Work required> All of the data below must be repeated exactly.

Dataset records>
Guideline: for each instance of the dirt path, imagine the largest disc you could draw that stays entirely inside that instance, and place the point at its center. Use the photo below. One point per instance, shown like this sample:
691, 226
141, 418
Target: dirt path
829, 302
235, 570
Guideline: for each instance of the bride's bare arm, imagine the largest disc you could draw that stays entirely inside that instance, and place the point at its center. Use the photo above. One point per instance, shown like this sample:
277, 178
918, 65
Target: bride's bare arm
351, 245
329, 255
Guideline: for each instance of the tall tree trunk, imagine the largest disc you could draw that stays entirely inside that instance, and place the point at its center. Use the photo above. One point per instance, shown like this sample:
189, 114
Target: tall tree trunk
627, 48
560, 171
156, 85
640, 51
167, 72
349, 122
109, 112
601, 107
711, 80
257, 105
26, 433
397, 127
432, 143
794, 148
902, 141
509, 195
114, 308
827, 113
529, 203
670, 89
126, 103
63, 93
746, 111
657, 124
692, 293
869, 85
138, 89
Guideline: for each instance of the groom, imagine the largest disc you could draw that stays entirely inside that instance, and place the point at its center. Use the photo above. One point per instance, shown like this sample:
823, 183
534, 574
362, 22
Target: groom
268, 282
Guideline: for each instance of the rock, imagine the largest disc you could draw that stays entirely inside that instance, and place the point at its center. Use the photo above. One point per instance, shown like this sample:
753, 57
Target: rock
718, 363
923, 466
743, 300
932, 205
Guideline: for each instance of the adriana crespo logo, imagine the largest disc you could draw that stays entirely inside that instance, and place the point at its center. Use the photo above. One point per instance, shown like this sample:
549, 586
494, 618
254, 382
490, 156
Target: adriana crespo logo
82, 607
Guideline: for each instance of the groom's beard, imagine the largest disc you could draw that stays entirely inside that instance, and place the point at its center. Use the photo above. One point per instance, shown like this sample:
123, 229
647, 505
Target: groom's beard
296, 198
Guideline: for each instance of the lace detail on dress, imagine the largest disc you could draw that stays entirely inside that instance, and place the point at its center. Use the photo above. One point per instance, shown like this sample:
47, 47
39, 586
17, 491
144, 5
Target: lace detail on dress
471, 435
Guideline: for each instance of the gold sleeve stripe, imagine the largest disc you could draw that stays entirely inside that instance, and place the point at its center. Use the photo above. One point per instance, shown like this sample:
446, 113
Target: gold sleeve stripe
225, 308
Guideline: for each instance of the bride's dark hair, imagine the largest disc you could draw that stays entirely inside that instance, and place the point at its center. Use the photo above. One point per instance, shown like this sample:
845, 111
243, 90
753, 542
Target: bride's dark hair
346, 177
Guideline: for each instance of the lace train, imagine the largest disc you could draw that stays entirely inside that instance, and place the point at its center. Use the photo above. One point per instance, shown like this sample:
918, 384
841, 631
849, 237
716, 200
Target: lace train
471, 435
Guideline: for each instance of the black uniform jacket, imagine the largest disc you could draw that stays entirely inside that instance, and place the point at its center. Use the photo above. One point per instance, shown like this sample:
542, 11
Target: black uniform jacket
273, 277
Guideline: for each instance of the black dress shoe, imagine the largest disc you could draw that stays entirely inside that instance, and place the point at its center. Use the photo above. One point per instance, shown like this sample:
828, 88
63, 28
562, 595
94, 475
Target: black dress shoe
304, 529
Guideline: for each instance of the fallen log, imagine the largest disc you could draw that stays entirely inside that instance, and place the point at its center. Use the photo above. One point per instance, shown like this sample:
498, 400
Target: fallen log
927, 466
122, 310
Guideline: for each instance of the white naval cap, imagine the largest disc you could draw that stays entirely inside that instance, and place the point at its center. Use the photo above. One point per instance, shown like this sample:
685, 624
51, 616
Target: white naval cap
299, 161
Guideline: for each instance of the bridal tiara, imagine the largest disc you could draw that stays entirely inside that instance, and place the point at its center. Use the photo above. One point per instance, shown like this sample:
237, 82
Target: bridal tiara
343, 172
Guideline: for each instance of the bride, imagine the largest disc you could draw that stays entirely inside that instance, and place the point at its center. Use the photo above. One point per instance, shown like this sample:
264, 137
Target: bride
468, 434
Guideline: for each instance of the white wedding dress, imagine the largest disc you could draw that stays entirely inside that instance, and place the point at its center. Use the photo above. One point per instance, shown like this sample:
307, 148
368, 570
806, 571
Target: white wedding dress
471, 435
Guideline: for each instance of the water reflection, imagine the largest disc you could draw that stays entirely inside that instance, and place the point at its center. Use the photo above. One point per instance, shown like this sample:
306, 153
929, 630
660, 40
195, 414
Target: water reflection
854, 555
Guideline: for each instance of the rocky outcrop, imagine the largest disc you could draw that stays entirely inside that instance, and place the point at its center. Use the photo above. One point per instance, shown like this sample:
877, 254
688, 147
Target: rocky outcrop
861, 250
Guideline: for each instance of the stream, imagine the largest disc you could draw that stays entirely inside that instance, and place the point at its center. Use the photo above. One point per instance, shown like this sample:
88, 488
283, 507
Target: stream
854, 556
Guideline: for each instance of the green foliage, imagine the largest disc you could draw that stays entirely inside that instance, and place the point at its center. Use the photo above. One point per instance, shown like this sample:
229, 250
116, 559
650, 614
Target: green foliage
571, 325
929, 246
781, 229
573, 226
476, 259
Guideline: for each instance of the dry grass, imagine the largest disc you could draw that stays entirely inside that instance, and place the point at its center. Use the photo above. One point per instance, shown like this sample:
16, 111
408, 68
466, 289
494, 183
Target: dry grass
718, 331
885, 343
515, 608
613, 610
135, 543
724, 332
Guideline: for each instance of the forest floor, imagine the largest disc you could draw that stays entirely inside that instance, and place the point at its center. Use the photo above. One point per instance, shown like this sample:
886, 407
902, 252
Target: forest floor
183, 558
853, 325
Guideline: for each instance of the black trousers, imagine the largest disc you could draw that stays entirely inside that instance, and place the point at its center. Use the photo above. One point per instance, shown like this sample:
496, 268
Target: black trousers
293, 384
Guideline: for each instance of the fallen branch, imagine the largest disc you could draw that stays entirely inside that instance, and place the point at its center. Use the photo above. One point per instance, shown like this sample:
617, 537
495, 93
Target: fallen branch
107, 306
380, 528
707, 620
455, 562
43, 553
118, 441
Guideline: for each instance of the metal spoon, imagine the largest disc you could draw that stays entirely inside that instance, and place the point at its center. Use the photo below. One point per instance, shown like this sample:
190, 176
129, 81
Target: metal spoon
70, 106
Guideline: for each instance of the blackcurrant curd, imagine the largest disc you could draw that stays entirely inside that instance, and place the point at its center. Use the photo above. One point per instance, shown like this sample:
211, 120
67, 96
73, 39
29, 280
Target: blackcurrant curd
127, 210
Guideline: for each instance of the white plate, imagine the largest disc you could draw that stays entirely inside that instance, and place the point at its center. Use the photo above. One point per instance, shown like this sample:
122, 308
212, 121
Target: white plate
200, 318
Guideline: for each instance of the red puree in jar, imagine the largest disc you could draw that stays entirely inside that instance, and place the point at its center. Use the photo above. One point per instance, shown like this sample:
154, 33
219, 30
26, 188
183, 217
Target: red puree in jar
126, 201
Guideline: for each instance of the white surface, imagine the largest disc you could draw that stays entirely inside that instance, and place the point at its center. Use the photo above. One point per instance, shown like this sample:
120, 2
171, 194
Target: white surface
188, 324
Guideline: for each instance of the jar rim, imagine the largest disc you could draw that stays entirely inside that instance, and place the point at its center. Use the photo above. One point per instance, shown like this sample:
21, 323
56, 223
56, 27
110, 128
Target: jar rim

The completed task>
Guideline: for each instance of the dirt path, imagine the largest disc you could draw that stays entirely inside that instance, and place the point at its center. Use the photo below. One point per instance, shown like this sample:
691, 226
141, 418
Target: dirt path
829, 302
235, 570
Guideline: for each instance of the bride's bare arm, imagine the largest disc you could draw that stays entirely inside that instance, and place the point at its center. Use the photo above. One point per instance, shown like this sample:
277, 178
918, 65
Target: bride's bare arm
351, 245
329, 255
Guideline: for each instance of the tall tree trunk, imagine the largest disc you could draw that stays entirely inside that instance, and place the point at its center. Use the photo above. One point per instance, shown like this sample:
189, 114
Target: tall tree trunk
627, 48
560, 171
156, 85
640, 51
167, 72
349, 122
109, 112
601, 107
711, 80
257, 105
26, 433
397, 127
432, 143
794, 148
902, 141
509, 195
114, 308
827, 113
529, 203
670, 89
126, 103
63, 93
746, 111
657, 124
692, 293
869, 85
138, 89
Guideline: for each instance of the groom, imagine the largest disc you could draw that stays entirely inside that instance, and place the point at its center. Use the photo above. One point per instance, shown like this sample:
823, 183
534, 574
362, 22
Target: groom
268, 282
Guideline: for each instance of the rock, imagine the largest disc you could draw that stays entirely inside that instance, and place the point at its center. Use the photo above. One point per instance, shown like this sample:
753, 57
Target: rock
718, 363
923, 466
743, 300
932, 205
Guideline: for each instance of the adriana crespo logo, imagine the largest disc you could draw that stays entirely inside that instance, and place the point at its center. Use the photo above. One point per instance, shown like this sample:
549, 586
494, 618
254, 382
490, 156
Target: adriana crespo logo
82, 607
Guideline: for each instance of the groom's beard, imagine the largest disc you could draw that stays entirely inside that instance, and place the point at its center. Use the photo above. One point per instance, shown like this sample:
123, 229
647, 505
Target: groom's beard
296, 198
Guideline: for each instance of the lace detail on dress, imagine the largest disc you could draw that stays entirely inside that instance, and place the point at its center. Use the photo above. One point per instance, shown like this sample:
47, 47
39, 586
17, 491
144, 5
Target: lace detail on dress
471, 435
Guideline: for each instance of the gold sleeve stripe, imagine the largest disc you could draw that stays entirely inside that instance, and place the point at its center. Use the photo above. One point per instance, shown like this sample:
446, 113
Target: gold sleeve stripe
225, 308
Guideline: for each instance of the bride's dark hair, imagine the largest disc you could draw that stays entirely inside that instance, and place the point at its center. Use the photo above. One point per instance, shown like this sample:
845, 111
243, 90
753, 542
Target: bride's dark hair
346, 177
Guideline: for each instance of the lace train, imagine the largest disc you could draw that stays entirely inside that instance, and place the point at its center. Use the photo above. One point per instance, shown like this sample:
918, 384
841, 631
849, 237
716, 200
Target: lace train
471, 435
Guideline: for each instance of the black uniform jacket, imagine the largest disc you could draw that stays entirely inside that instance, and place the point at its center. Use the photo above. One point per instance, shown like this sample:
542, 11
Target: black uniform jacket
273, 277
Guideline: for each instance of the black dress shoe, imagine the largest disc you could draw that stays entirely inside that instance, and place the point at its center. Use the photo above. One point per instance, shown like this sample:
828, 88
63, 28
562, 595
94, 475
Target: black dress shoe
304, 529
Guideline: for each instance of the fallen log, imagine the largest disc you could draw that stays entirely inside that instance, and place the point at its center. Use the photo above. One point per instance, shown like this sample:
498, 400
Target: fallen log
927, 466
122, 310
Guideline: for each instance of the white naval cap, imagine the largest disc you could draw that stays entirely inside that instance, and place the point at its center. Use the photo above. One point per instance, shown like this sample:
685, 624
51, 616
Target: white naval cap
299, 161
Guideline: for each instance of the bridal tiara, imagine the largest disc you could draw that stays entirely inside that instance, and place the point at its center. Use the photo above. One point per instance, shown like this sample:
237, 82
Target: bridal tiara
343, 172
Guideline: for each instance of the bride, imagine the largest disc you could draw that stays entirely inside that instance, and place the point at its center. Use the photo above. One point per instance, shown like this sample:
264, 137
Target: bride
468, 434
Guideline: for each instance of the white wedding dress, imagine the largest disc you could draw that stays entirely inside that instance, and place the point at its center. Use the photo above. One point per instance, shown like this sample:
307, 148
368, 570
806, 571
Target: white wedding dress
471, 435
Guideline: for each instance of the water reflection, imagine the largest disc you could draw that stays entirely inside that instance, and place the point at its center. Use the photo above. One point per instance, shown like this sample:
306, 153
929, 630
660, 40
195, 414
Target: water reflection
854, 555
Guideline: for each instance of the rocky outcrop, imagine the largest disc you could draw that stays entirely inside that instance, and place the point at its center. Use the photo above. One point per instance, shown like this sample:
877, 254
688, 147
Target: rocky outcrop
861, 250
Guideline: for each instance of the stream, imagine the largest disc you could draw that stays entirely inside that instance, and place the point at its center. Use the photo above. One point per instance, shown like this sample:
88, 488
283, 507
Target: stream
854, 556
Guideline: for each instance of the green foliage, imagine the largest disc you could draw that stays entirely inside that instance, and place the point at its center. Use the photo above. One point per instance, shown like this sample:
229, 250
116, 559
650, 614
Target: green foliage
571, 325
929, 246
781, 229
573, 226
476, 259
Guideline: for each instance of the dry grass, imagine the largest disc you could draw that stays entirely inside that instance, and place the point at its center. Use the photo above. One point per instance, shown like this sample:
16, 111
408, 68
466, 289
494, 183
Target: dry grass
718, 331
885, 343
515, 608
613, 610
135, 543
724, 332
Guideline: for each instance of the forest floor, imagine the largest disc you could draw that stays entirely inside that instance, and place the point at its center. Use the photo above. One point per instance, shown like this sample:
886, 407
902, 252
Target: forest floor
183, 558
853, 325
Guideline: for each instance of the black trousers, imagine the largest disc you could draw that stays entirely inside that instance, and place the point at its center. Use the photo above. One point per instance, shown like this sample:
496, 268
Target: black trousers
293, 384
Guideline: for each instance of the fallen branch, imagine the largest disc you could draw that stays entirely inside that instance, and place the point at its center. Use the photo above. One point per instance, shown like this sample:
617, 537
495, 93
Target: fallen branch
107, 306
380, 528
707, 620
455, 562
43, 553
118, 441
Guideline: for each instance of the metal spoon, imagine the largest disc you could draw that stays entirely inside that instance, and place the point at its center. Use the photo below. One point per instance, shown like this sample:
190, 176
129, 81
Target: metal spoon
70, 106
Guideline: for each instance of the blackcurrant curd, imagine the largest disc you could draw that stays entirely inside that instance, and place the point at its center. Use the photo above. One point per instance, shown like this sample:
211, 120
67, 96
73, 39
29, 280
Target: blackcurrant curd
127, 210
Guideline: for each instance of the white plate, imagine the largest disc you could draw that stays entirely inside that instance, and place the point at its center. Use the photo above. One point per instance, shown like this sample:
122, 308
212, 121
Target: white plate
200, 318
Guideline: for each instance of the red puree in jar, imagine the largest disc you could draw that stays entirely inside that instance, and place the point at its center. Use the photo above. One point per instance, shown like this sample:
154, 33
219, 30
26, 188
183, 217
Target: red puree in jar
126, 201
Guideline: for each instance of the white surface, imagine the largest disc you could draw that stays entirely inside that instance, and place the point at its center. Use the photo above. One point per instance, shown like this sample:
120, 2
171, 194
Target: white surface
188, 324
Guideline: for each instance of the jar rim, imagine the largest disc you could draw that stays entirely inside that instance, and place the point at its center. Use the photo above. One point per instance, shown like this sample:
21, 323
56, 223
56, 27
110, 128
Target: jar rim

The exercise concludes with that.